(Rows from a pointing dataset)
● ● ● ● ●
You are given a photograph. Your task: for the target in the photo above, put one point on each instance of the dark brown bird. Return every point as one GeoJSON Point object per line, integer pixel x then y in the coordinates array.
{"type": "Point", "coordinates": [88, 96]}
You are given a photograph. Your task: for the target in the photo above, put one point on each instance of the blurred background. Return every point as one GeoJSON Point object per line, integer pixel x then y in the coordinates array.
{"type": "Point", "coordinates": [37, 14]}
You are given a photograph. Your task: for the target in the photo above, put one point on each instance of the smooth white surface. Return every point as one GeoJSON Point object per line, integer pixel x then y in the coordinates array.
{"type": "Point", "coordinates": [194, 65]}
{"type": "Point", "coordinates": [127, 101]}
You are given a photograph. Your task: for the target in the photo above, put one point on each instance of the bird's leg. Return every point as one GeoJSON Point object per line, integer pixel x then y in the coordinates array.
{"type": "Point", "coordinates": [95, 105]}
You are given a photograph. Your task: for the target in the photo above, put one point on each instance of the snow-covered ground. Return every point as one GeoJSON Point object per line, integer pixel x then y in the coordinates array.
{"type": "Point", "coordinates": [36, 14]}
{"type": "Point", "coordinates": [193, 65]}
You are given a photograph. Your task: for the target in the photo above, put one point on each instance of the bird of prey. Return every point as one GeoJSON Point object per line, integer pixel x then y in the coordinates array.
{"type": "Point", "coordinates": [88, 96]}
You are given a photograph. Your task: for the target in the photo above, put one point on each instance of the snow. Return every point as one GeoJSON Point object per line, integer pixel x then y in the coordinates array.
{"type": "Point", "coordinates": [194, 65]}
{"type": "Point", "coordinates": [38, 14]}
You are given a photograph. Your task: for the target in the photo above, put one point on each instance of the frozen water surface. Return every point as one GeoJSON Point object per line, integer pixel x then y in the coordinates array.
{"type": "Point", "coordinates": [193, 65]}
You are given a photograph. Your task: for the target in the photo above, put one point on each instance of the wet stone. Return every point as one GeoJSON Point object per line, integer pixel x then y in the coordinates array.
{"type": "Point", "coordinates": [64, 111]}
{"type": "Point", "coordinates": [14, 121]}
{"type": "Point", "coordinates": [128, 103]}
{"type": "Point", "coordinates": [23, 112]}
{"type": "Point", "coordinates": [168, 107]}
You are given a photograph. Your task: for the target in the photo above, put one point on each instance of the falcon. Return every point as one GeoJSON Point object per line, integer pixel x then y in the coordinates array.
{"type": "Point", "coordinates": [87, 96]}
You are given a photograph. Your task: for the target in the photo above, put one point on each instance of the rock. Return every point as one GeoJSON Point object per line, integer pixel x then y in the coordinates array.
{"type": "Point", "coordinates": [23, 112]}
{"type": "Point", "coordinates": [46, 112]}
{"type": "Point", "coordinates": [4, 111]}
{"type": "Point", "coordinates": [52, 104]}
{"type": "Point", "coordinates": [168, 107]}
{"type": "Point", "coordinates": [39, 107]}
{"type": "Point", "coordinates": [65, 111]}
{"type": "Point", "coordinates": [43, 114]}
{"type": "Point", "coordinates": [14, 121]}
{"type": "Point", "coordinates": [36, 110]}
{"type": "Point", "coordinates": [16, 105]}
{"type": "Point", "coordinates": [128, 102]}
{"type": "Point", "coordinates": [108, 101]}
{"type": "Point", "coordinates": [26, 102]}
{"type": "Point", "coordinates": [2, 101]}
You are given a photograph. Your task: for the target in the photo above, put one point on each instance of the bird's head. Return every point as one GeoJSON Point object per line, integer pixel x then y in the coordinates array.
● ● ● ● ●
What is being asked
List every line in the records above that contains the word "bird". Matches must have the same case.

Correct response
You are given a photograph. Your task: for the target in the photo above, put one point on each instance of the dark brown bird. Return every point as one GeoJSON Point object per line, integer pixel x then y in the coordinates array.
You are given a photograph. Your task: for the target in the photo above, put one point on each instance of the bird's leg. Return every point as one GeoJSON Point object per line, integer pixel x then y in the coordinates array.
You are given a photograph. Your task: for the target in the photo above, put one point on each instance of the bird of prey. Return every point as one GeoJSON Point object per line, integer pixel x then y in the coordinates array.
You are given a photograph. Your task: for the target in the photo above, put one point on each instance of the bird's head. Return every point as one GeoJSON Point object per line, integer pixel x then y in the coordinates array.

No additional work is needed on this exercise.